> _Exercise_
Write every record out again exactly as given.

▽

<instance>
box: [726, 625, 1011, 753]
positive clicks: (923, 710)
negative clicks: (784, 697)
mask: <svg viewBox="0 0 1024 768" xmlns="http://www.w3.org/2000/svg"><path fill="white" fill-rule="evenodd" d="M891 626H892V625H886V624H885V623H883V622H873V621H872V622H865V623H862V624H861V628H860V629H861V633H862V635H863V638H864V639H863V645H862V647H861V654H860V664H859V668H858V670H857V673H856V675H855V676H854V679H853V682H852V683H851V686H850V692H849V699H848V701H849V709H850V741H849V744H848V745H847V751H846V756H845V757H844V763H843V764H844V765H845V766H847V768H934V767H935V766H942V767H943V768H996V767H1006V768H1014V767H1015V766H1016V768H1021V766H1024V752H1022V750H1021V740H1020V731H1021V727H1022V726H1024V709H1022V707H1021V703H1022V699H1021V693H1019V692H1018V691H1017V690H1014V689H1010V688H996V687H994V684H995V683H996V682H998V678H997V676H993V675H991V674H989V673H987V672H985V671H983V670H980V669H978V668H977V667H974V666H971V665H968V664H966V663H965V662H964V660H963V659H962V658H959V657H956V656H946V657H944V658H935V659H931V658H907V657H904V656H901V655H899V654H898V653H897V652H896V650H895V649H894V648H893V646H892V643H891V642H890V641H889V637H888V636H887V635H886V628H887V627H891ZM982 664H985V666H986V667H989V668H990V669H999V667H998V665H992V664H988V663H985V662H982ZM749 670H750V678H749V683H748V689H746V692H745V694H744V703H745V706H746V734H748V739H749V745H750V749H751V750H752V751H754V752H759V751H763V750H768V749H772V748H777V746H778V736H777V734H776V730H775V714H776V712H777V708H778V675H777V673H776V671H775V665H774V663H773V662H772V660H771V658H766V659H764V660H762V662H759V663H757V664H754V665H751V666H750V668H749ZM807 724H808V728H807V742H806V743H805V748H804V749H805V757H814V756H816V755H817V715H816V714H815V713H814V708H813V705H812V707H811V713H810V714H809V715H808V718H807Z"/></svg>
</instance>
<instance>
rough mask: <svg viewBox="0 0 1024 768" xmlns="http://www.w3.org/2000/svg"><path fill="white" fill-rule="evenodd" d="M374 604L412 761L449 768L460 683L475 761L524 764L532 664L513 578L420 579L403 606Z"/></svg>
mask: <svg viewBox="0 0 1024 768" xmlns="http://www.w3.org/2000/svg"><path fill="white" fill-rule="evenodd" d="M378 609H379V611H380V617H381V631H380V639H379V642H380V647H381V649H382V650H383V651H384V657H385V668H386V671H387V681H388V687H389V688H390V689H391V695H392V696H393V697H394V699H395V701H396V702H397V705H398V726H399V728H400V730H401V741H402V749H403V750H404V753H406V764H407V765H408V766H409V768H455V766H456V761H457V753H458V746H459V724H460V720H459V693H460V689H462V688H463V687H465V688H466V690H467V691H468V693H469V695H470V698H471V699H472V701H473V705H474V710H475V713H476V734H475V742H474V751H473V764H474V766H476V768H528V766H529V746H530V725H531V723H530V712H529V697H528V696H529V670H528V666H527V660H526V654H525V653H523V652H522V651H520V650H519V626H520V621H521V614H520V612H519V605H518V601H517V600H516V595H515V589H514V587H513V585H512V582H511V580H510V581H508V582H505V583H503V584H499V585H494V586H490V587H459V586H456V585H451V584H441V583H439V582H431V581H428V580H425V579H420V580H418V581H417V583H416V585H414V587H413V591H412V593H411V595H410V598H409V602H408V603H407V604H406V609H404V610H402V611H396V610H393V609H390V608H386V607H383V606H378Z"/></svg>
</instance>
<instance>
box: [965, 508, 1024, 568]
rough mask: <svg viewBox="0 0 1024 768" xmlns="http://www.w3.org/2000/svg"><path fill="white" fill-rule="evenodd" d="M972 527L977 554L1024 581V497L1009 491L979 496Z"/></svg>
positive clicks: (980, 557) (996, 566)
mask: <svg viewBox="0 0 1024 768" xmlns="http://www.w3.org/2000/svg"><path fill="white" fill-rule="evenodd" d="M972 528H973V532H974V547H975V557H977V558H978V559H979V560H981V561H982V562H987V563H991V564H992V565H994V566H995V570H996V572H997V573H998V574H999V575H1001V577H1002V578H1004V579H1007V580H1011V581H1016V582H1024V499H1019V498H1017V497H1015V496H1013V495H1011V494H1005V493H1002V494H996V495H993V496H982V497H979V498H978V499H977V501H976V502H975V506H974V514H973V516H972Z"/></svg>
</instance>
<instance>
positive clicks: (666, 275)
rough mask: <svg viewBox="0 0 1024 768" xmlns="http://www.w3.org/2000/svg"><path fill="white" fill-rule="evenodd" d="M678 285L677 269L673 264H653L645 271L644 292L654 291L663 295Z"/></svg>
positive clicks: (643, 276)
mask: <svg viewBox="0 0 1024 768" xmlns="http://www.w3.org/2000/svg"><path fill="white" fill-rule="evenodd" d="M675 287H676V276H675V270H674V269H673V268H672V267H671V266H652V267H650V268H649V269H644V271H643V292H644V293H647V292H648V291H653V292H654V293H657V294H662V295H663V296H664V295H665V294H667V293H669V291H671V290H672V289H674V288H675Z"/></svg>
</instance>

△

> _Result of this exercise_
<instance>
box: [726, 625, 1011, 753]
positive clicks: (923, 710)
negative clicks: (784, 697)
mask: <svg viewBox="0 0 1024 768" xmlns="http://www.w3.org/2000/svg"><path fill="white" fill-rule="evenodd" d="M891 626H892V625H886V624H885V623H883V622H873V621H872V622H865V623H862V624H861V628H860V629H861V633H862V635H863V638H864V639H863V645H862V647H861V654H860V664H859V668H858V670H857V673H856V675H855V676H854V679H853V682H852V683H851V686H850V692H849V699H848V701H849V709H850V741H849V744H848V745H847V751H846V756H845V757H844V763H843V764H844V765H845V766H847V768H934V767H935V766H942V767H943V768H996V767H1006V768H1014V767H1015V766H1016V768H1021V766H1024V752H1022V750H1021V740H1020V731H1021V727H1022V726H1024V709H1022V707H1021V703H1022V699H1021V693H1019V692H1018V691H1017V690H1014V689H1010V688H996V687H994V684H995V683H996V682H998V678H997V676H993V675H991V674H989V673H987V672H985V671H983V670H980V669H978V668H977V667H974V666H971V665H968V664H966V663H965V662H964V660H963V659H962V658H959V657H956V656H946V657H944V658H935V659H931V658H907V657H904V656H901V655H899V654H898V653H897V652H896V650H895V649H894V648H893V646H892V643H891V642H890V641H889V637H888V636H887V635H886V628H887V627H891ZM982 664H985V666H986V667H989V668H990V669H999V667H998V665H992V664H988V663H985V662H982ZM749 670H750V678H749V683H748V689H746V692H745V694H744V703H745V706H746V734H748V739H749V745H750V749H751V750H752V751H754V752H759V751H763V750H768V749H772V748H777V746H778V736H777V734H776V730H775V714H776V712H777V708H778V675H777V673H776V671H775V665H774V663H773V662H772V660H771V658H766V659H764V660H762V662H759V663H757V664H754V665H751V666H750V668H749ZM807 724H808V728H807V742H806V743H805V748H804V749H805V757H814V756H816V755H817V715H816V714H815V713H814V708H813V705H812V707H811V713H810V714H809V715H808V718H807Z"/></svg>
</instance>
<instance>
rough mask: <svg viewBox="0 0 1024 768" xmlns="http://www.w3.org/2000/svg"><path fill="white" fill-rule="evenodd" d="M374 604L412 761L449 768L460 683L475 761L524 764L532 664L513 578L420 579L403 606Z"/></svg>
mask: <svg viewBox="0 0 1024 768" xmlns="http://www.w3.org/2000/svg"><path fill="white" fill-rule="evenodd" d="M378 609H379V611H380V617H381V631H380V639H379V642H380V647H381V649H382V650H383V651H384V657H385V668H386V671H387V681H388V687H389V688H390V689H391V695H392V696H393V697H394V699H395V701H396V702H397V705H398V726H399V728H400V730H401V741H402V749H403V750H404V753H406V764H407V765H408V766H409V768H455V766H456V761H457V753H458V746H459V724H460V720H459V693H460V689H462V688H463V687H465V688H466V690H467V691H468V693H469V695H470V698H471V699H472V701H473V705H474V710H475V713H476V734H475V742H474V751H473V764H474V766H476V768H528V766H529V746H530V725H531V723H530V712H529V697H528V696H529V670H528V666H527V660H526V654H525V653H523V652H522V651H520V650H519V626H520V621H521V614H520V612H519V605H518V601H517V600H516V595H515V589H514V587H513V585H512V582H511V580H510V581H508V582H505V583H503V584H499V585H494V586H490V587H459V586H456V585H451V584H441V583H439V582H431V581H428V580H425V579H420V580H418V581H417V583H416V585H414V587H413V591H412V593H411V595H410V598H409V602H408V603H407V604H406V609H404V610H402V611H396V610H393V609H390V608H386V607H383V606H378Z"/></svg>
</instance>
<instance>
box: [965, 508, 1024, 568]
rough mask: <svg viewBox="0 0 1024 768" xmlns="http://www.w3.org/2000/svg"><path fill="white" fill-rule="evenodd" d="M972 527L977 554L1024 581V497L1009 491L979 496Z"/></svg>
positive clicks: (980, 557) (996, 566)
mask: <svg viewBox="0 0 1024 768" xmlns="http://www.w3.org/2000/svg"><path fill="white" fill-rule="evenodd" d="M972 528H973V532H974V547H975V557H977V558H978V559H979V560H981V561H982V562H987V563H991V564H992V565H994V566H995V570H996V572H997V573H998V574H999V575H1001V577H1002V578H1004V579H1007V580H1011V581H1016V582H1024V499H1019V498H1017V497H1015V496H1013V495H1011V494H1005V493H1002V494H996V495H993V496H982V497H979V498H978V499H977V501H976V502H975V506H974V514H973V516H972Z"/></svg>
</instance>
<instance>
positive clicks: (666, 275)
rough mask: <svg viewBox="0 0 1024 768" xmlns="http://www.w3.org/2000/svg"><path fill="white" fill-rule="evenodd" d="M678 285L677 269L673 264H653L645 271L644 292L654 291L663 295Z"/></svg>
positive clicks: (643, 276)
mask: <svg viewBox="0 0 1024 768" xmlns="http://www.w3.org/2000/svg"><path fill="white" fill-rule="evenodd" d="M675 287H676V276H675V270H674V269H673V268H672V267H671V266H652V267H650V268H649V269H644V271H643V292H644V293H647V292H648V291H653V292H654V293H657V294H662V295H663V296H664V295H665V294H667V293H669V291H671V290H672V289H674V288H675Z"/></svg>
</instance>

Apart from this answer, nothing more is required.